▶ [THE INPUT]:
○ ○ ○ ○

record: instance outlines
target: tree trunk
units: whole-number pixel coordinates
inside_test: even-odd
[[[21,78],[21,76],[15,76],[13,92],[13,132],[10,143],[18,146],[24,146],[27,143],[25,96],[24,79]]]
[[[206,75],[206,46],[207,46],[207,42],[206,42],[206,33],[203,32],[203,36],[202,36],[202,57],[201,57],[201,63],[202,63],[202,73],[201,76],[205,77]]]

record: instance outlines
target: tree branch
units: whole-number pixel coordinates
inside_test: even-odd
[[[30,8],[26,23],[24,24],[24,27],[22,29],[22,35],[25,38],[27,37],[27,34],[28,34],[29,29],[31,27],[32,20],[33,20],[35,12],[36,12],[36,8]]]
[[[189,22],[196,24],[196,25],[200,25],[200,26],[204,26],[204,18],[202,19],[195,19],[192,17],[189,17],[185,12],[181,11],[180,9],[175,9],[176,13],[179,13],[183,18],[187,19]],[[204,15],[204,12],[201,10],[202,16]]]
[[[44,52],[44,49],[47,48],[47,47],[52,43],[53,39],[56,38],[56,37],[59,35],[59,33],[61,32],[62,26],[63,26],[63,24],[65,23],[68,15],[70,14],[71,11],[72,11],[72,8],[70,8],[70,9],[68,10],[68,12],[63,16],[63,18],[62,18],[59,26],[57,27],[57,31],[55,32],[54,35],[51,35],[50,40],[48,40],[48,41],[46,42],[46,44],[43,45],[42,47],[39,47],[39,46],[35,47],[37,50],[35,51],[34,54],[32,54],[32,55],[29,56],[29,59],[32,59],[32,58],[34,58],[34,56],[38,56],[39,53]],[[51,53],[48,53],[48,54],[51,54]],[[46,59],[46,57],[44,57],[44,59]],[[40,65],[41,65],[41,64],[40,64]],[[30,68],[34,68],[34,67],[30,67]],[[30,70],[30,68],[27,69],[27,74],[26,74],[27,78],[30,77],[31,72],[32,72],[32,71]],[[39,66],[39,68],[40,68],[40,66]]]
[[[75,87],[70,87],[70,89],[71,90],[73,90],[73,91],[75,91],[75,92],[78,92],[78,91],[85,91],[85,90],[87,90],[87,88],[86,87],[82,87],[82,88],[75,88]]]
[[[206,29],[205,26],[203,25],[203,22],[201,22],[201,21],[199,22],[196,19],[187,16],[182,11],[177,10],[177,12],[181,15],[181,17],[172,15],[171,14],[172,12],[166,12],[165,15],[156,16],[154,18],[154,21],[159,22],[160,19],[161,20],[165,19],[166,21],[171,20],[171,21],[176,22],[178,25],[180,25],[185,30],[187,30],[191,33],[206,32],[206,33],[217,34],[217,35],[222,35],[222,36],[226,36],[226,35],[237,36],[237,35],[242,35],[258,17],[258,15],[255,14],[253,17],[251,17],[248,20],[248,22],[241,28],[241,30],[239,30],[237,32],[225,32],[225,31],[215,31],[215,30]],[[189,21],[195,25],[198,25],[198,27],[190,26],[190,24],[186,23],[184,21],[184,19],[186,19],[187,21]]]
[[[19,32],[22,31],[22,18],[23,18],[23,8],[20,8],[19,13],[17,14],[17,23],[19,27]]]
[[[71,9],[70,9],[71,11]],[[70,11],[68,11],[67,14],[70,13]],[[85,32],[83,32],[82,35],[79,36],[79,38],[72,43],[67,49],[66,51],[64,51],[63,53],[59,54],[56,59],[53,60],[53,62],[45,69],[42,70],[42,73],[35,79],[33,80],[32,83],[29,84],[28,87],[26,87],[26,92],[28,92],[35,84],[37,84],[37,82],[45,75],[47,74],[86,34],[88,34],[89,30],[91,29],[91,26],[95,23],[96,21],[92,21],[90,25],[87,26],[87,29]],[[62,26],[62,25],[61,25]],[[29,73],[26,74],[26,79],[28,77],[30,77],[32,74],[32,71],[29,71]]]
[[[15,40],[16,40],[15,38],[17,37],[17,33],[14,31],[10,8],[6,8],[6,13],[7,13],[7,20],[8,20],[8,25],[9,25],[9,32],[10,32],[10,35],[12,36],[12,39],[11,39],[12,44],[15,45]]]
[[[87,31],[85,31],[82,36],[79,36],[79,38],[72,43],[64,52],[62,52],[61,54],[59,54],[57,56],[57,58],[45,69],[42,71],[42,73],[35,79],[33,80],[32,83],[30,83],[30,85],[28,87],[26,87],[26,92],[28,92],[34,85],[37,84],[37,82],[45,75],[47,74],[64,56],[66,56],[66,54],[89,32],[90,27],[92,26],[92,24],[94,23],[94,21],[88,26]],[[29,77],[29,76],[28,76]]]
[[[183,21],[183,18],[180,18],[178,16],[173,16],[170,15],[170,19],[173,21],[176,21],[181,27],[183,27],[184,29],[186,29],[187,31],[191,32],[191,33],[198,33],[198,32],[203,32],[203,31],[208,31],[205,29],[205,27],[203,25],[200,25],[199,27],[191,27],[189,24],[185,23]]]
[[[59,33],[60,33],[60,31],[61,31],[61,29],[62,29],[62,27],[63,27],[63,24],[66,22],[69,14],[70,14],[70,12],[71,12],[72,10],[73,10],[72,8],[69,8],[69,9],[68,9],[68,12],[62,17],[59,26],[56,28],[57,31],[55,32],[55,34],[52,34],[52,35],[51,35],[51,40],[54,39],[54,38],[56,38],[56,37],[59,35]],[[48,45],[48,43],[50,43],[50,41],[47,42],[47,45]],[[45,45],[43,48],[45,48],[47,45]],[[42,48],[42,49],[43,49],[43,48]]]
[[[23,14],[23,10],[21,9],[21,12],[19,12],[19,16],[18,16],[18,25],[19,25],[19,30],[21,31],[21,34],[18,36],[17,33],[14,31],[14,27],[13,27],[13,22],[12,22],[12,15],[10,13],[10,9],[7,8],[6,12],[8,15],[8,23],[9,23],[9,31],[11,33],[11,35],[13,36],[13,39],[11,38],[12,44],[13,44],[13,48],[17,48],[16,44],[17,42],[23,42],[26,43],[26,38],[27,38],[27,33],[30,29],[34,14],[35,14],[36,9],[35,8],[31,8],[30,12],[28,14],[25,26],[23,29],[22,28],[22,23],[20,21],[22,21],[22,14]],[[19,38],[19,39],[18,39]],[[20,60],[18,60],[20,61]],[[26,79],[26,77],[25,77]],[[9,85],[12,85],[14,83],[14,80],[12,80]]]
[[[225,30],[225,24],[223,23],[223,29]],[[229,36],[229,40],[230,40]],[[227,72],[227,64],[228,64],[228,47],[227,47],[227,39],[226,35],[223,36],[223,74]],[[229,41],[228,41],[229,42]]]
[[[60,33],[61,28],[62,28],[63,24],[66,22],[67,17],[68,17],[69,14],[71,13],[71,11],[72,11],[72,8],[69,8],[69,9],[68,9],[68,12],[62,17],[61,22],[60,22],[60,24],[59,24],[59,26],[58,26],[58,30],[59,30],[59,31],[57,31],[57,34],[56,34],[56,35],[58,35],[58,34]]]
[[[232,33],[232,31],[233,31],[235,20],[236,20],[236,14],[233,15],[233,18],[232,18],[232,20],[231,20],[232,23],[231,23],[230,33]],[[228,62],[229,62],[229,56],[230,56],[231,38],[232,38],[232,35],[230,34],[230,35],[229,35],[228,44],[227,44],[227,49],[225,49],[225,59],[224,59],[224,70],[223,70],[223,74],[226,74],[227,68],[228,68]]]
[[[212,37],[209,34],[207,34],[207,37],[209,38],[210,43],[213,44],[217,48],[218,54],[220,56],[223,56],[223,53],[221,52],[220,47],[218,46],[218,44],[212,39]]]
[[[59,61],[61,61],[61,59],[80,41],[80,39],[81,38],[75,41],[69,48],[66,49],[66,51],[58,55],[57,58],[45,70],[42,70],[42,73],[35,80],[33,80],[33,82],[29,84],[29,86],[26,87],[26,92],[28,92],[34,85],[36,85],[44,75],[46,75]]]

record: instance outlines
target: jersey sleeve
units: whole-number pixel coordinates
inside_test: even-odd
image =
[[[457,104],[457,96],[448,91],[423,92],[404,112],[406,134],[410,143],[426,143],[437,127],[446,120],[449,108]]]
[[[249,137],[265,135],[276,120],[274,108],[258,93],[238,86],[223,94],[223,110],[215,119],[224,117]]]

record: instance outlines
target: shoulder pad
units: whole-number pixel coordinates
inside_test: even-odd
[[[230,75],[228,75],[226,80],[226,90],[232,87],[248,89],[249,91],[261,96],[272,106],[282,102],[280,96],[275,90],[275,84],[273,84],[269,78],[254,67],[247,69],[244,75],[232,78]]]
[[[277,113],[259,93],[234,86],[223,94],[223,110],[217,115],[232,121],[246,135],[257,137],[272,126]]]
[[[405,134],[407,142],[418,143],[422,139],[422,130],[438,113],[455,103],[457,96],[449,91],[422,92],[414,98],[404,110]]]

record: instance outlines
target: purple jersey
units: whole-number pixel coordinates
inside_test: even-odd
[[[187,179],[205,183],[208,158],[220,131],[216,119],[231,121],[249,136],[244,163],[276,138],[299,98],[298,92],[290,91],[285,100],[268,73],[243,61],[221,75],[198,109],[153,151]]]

○ ○ ○ ○

▶ [DESCRIPTION OF THE TASK]: The expected output is a verbatim retyping of each line from the one with "target: purple jersey" to the end of the listing above, with both end lines kept and nothing added.

▶ [REPLY]:
target: purple jersey
units: whole-number pixel coordinates
inside_test: even-odd
[[[187,179],[205,183],[208,158],[220,131],[216,119],[231,121],[249,136],[244,163],[276,138],[299,98],[298,92],[290,91],[285,100],[268,73],[243,61],[221,75],[198,109],[153,151]]]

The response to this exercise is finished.